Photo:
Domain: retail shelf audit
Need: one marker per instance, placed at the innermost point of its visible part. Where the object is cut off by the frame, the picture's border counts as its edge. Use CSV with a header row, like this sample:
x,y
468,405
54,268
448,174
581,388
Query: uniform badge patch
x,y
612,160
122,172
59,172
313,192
------------------------------
◆ Problem:
Would you reproduce the material above in full, exactly as given?

◆ Completed task:
Photo:
Domain: retail shelf audit
Need: one marker per instance, placed at the innermost point of its visible part. Where the object is cut off by the frame, the picture's border counts as its edge. Use CSV with a header row, like this sample:
x,y
468,405
54,268
448,174
581,388
Query: uniform badge patch
x,y
612,160
122,172
59,172
313,192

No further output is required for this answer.